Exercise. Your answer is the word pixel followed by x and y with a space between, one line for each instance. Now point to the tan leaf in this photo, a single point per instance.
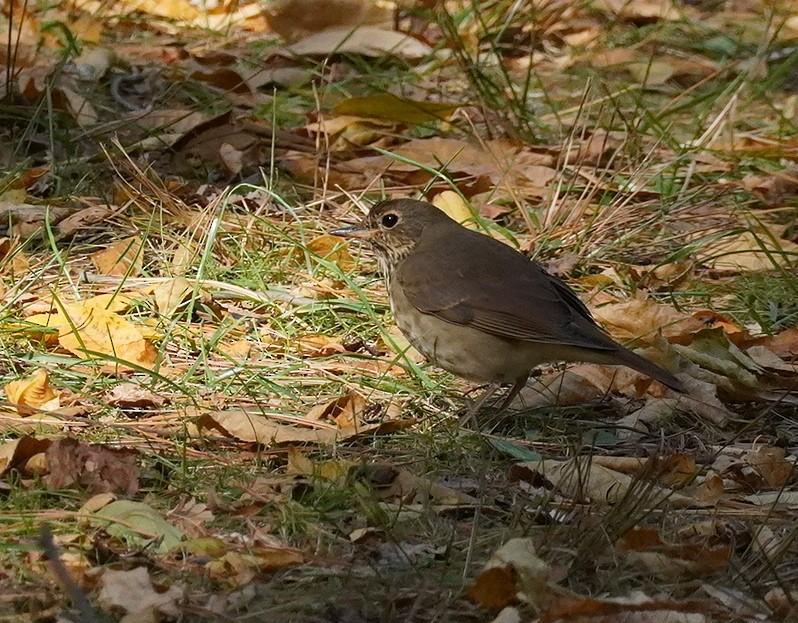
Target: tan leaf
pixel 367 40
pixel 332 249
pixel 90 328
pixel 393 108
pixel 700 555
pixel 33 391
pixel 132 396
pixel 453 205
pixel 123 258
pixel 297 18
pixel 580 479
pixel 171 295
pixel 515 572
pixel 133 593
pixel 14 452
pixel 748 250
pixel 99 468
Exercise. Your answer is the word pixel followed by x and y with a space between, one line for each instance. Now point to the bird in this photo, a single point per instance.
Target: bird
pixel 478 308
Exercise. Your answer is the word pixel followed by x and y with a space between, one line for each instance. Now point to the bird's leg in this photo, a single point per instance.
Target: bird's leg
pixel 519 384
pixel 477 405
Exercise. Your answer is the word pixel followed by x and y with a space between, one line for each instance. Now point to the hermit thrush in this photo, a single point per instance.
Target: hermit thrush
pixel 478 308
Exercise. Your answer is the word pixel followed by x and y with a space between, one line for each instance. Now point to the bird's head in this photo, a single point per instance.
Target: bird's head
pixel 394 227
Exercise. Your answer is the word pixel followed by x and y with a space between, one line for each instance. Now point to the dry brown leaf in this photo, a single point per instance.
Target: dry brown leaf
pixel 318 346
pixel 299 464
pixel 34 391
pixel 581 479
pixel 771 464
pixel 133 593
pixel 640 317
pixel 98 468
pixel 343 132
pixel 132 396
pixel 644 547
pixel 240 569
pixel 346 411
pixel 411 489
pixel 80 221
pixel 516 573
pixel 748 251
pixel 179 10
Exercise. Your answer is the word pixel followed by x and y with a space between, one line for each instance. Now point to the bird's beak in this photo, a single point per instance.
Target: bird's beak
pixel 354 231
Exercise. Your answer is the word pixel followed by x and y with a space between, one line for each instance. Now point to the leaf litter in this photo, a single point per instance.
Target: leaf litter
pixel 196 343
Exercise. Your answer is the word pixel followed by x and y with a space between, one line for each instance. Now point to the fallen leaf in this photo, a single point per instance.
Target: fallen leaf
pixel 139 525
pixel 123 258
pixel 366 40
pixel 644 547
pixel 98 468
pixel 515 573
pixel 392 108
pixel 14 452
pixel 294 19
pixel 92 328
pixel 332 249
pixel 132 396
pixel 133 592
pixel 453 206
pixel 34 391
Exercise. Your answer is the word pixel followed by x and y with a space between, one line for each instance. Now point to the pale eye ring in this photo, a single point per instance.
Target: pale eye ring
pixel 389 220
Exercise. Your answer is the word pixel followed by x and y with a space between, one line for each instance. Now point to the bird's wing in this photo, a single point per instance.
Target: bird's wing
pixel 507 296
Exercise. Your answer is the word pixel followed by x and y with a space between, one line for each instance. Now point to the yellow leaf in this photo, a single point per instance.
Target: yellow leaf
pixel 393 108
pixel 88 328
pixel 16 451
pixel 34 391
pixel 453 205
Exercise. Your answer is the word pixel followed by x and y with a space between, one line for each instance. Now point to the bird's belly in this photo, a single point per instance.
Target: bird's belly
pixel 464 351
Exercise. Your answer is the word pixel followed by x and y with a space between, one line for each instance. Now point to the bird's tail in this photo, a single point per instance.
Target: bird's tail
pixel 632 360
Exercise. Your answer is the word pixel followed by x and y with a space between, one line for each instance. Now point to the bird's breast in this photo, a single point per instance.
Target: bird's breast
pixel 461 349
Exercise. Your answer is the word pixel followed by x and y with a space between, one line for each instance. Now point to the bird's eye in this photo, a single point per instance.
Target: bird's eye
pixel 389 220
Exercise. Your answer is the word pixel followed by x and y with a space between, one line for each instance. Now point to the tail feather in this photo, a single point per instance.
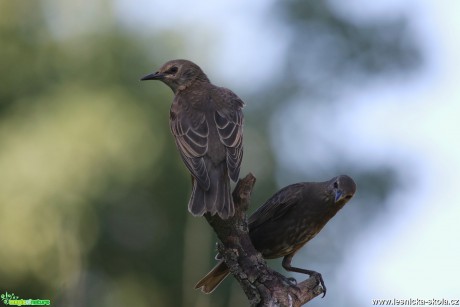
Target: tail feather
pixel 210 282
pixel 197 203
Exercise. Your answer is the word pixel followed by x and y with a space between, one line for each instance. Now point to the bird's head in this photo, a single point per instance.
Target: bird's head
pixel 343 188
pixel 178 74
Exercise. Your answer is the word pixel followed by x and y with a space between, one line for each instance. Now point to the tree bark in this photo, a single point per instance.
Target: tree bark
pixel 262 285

Problem to solve →
Every line of the listing is to be repeated exactly, and the pictures are to be dropped.

Exercise response →
Exercise. Your answer is the word pixel followed by x and y with a space between, one line for each instance. Now point to the tan leaf in this photo, a single point per instance.
Target: tan leaf
pixel 367 40
pixel 332 249
pixel 90 328
pixel 393 108
pixel 700 555
pixel 33 391
pixel 132 396
pixel 453 205
pixel 123 258
pixel 297 18
pixel 580 479
pixel 171 295
pixel 515 572
pixel 133 593
pixel 14 452
pixel 748 250
pixel 99 468
Exercise. Your answer is the word pixel followed by x and y with a space between, one line for each instance. Now point to the bird in this photo, a single point per instance.
Target: bird
pixel 478 308
Exercise. Your answer is the word pixel followed by x and y with a space between, one line for each instance. Now point to the bird's leg in this photo, a single point per instance.
Target: bird's leg
pixel 519 384
pixel 477 405
Exercise. Your answer is the word pixel followed by x and y with a space between, one line for each instance. Now point to the hermit thrush in this photo, a single point per instance.
Target: hermit thrush
pixel 478 308
Exercise. Your answer is the word pixel followed by x and y with a space between, one line for each instance. Now point to the bird's head in this photo, a single point per instance.
Target: bird's head
pixel 394 227
Exercise. Your answer is the word pixel followed by x and y with a space between, one line for each instance. Now point to the dry brown leaf in this photo, a single point per instance.
Target: dry brown leaf
pixel 318 346
pixel 299 464
pixel 34 391
pixel 581 479
pixel 771 464
pixel 133 593
pixel 640 317
pixel 98 468
pixel 343 132
pixel 132 396
pixel 644 547
pixel 240 569
pixel 346 411
pixel 411 489
pixel 80 221
pixel 516 573
pixel 748 251
pixel 179 10
Exercise. Your answer is the word pixel followed by x and y with a space between, one line for each instance. Now point to the bird's beak in this photo, a single point per instance.
Target: bird's beak
pixel 354 231
Exercise. Your answer is the word pixel followed by x and y with a space between, one line for each instance. Now point to the leaf litter in this photo, a single point per instance.
Target: leaf litter
pixel 196 343
Exercise. Your answer is the word pixel followed by x and y with a space between, one line for each instance. Now point to the fallen leaf in this photo, a single point per instance.
Target: fallen leaf
pixel 139 525
pixel 123 258
pixel 366 40
pixel 644 547
pixel 98 468
pixel 515 573
pixel 392 108
pixel 14 452
pixel 294 19
pixel 92 328
pixel 332 249
pixel 132 396
pixel 133 592
pixel 453 206
pixel 34 391
Exercise. Your answer is the word pixel followed by x and y with a space between, one line for each instance. Now point to the pale eye ring in this photo, a single point per instance.
Target: pale eye ring
pixel 389 220
Exercise. Your answer is the word pixel followed by x and y with a space between, one line for each instance. Now point to the bird's wing in this photo, a single point per instance.
Target: bird's wing
pixel 507 296
Exercise. Your answer is the word pixel followed by x and y with a space between, one line for each instance. Now point to the yellow leaf in this photo, a single point per instance.
Target: yellow leaf
pixel 393 108
pixel 88 328
pixel 16 451
pixel 34 391
pixel 453 205
Exercise. Your answer is the word pixel followed by x and y with a space between, one line for each instance. Now point to the bird's belly in this photo, a single point per instance.
Target: bird's belly
pixel 464 351
Exercise. Your answer is the word pixel followed by x and y with a space between, one line for each instance. Now point to the bird's tail in this photo, a single point per instance.
Target: bird's tail
pixel 632 360
Exercise. Your answer is the word pixel followed by x and y with a space between, one line for each instance. Now point to the bird's breast in this photo, a single point per instance.
Target: bird's breast
pixel 461 349
Exercise. Your answer is the word pixel followed by x and y with a space between, one line for each instance. Now point to the bird's eye in this photo, a single point per instance.
Target: bird's eye
pixel 389 220
Exercise. Your answer is the word pixel followed by x and y with a space between, one line for each instance. Now point to the tail feather in this photo, a single point per instance.
Target: tail feather
pixel 210 282
pixel 197 203
Exercise. Your answer is the word pixel followed by x and y with a space between, one line for each instance. Now point to the bird's head in this photo, a single point per instance.
Target: bird's head
pixel 343 188
pixel 178 74
Exercise. Your answer is the word pixel followed by x and y with a space between, one line for each instance. Now point to the tree bark in this photo, a single point per instance.
Target: tree bark
pixel 262 285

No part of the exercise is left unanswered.